- _Exercise prompt_
Convert each line of the items below into a JSON list of strings, with one string per line and blank lines omitted.

** Begin Task material **

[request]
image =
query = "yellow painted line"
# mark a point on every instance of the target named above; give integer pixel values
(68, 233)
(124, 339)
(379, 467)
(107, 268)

** End Task material **

- _Answer for this exercise_
[
  "[request]",
  "image =",
  "query = \"yellow painted line\"",
  "# mark a point on every instance of the target named above; give integer pixel values",
  "(68, 233)",
  "(124, 339)",
  "(379, 467)",
  "(107, 268)"
]